Written problem :: Reproduce every one of the items below word for word.

### Data shown

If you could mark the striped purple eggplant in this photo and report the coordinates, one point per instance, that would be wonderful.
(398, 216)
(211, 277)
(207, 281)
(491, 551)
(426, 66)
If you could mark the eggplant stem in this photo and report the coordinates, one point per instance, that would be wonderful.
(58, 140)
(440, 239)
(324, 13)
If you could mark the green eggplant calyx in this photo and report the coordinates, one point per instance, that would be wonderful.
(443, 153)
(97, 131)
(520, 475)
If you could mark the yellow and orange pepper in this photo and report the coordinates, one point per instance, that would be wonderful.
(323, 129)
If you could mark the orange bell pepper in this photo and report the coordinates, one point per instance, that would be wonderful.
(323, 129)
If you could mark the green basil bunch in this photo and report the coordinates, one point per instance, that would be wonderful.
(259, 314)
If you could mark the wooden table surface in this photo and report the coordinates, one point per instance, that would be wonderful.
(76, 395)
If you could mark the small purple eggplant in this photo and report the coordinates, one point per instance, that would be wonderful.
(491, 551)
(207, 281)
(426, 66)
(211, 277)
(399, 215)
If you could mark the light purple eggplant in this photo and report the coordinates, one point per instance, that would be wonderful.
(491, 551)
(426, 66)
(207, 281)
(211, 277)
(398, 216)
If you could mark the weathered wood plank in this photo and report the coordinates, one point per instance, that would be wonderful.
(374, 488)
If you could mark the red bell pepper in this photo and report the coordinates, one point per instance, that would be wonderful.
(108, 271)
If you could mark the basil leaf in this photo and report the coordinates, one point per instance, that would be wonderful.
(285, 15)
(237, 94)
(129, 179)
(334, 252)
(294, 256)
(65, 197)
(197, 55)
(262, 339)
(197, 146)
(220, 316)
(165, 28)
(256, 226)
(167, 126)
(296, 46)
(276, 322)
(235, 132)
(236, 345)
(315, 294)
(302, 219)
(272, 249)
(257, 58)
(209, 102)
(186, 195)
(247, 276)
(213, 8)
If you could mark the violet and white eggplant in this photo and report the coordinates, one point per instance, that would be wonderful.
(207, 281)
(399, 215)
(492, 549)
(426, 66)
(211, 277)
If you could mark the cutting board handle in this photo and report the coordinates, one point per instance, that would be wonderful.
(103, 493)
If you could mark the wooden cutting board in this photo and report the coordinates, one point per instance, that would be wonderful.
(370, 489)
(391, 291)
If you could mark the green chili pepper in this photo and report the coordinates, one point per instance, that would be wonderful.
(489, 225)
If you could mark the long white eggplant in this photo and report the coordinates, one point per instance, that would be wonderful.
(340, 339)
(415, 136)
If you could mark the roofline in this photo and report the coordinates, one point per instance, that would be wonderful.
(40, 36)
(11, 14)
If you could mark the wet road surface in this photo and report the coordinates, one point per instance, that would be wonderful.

######

Answer to the exercise ::
If you could mark the striped purple eggplant in this photo and report the coordinates, one point per instance, that would be wonderful.
(398, 216)
(211, 277)
(207, 281)
(491, 551)
(426, 66)
If you could mark the eggplant stem in this photo and report the coordinates, one point per instance, that would be wonderful.
(58, 140)
(440, 239)
(324, 13)
If you could mark the green eggplant calyx in this photo and report the coordinates, one point per instance, that would be wonderful.
(443, 153)
(97, 131)
(520, 475)
If you could mark the yellow and orange pepper in this photo and report the coordinates, one point per instance, that would be wonderful.
(323, 129)
If you could mark the orange bell pepper in this photo and report the coordinates, one point per instance, that would be wonderful.
(323, 129)
If you could mark the green basil bunch in this photo and report the coordinates, one point per instance, that would be wonderful.
(259, 314)
If you could mark the wooden table surface in this photo and report the coordinates, one point per instance, that would be wonderful.
(76, 395)
If you could mark the small purple eggplant in this photo and report the coordinates, one point per instance, that would be wonderful.
(491, 551)
(207, 281)
(426, 66)
(211, 277)
(399, 215)
If you could mark the light purple eggplant in this photo and report the coordinates, one point per instance, that would be wonderful.
(491, 551)
(426, 66)
(207, 281)
(211, 277)
(398, 216)
If you could mark the weathered wood plank in this photo and report the coordinates, one point per instance, that would be wonderful.
(374, 488)
If you could mark the red bell pepper in this photo and report the coordinates, one point per instance, that would be wonderful.
(108, 271)
If you could mark the basil leaf in this photo and report the coordinates, one point per instance, that would be wonderful.
(285, 15)
(237, 94)
(129, 179)
(334, 252)
(294, 256)
(65, 197)
(197, 55)
(262, 339)
(197, 146)
(220, 316)
(165, 28)
(256, 226)
(167, 126)
(296, 46)
(276, 322)
(235, 132)
(236, 345)
(315, 294)
(302, 219)
(272, 249)
(257, 58)
(209, 102)
(186, 195)
(247, 276)
(213, 8)
If you could mark the violet and white eggplant in this photo and report the coordinates, one point per instance, that would be wonderful.
(207, 281)
(399, 215)
(492, 549)
(426, 66)
(211, 277)
If you could mark the cutting board handle in this photo and report the coordinates, one point per instance, that would be wonderful.
(103, 493)
If you could mark the wooden cutting board in this photo and report the coordinates, one point per instance, that would be wonderful.
(370, 489)
(391, 291)
If you could mark the green chili pepper in this photo and report the coordinates, one point per instance, that would be wonderful.
(489, 225)
If you could mark the long white eggplant in this photo and report the coordinates, one point per instance, that would be wonderful.
(340, 339)
(415, 136)
If you could mark the roofline in this photo and report the coordinates, one point per instance, that would be wonderful.
(40, 36)
(11, 14)
If you could mark the wet road surface in this photo and report the coordinates, one point per instance, that would be wonderful.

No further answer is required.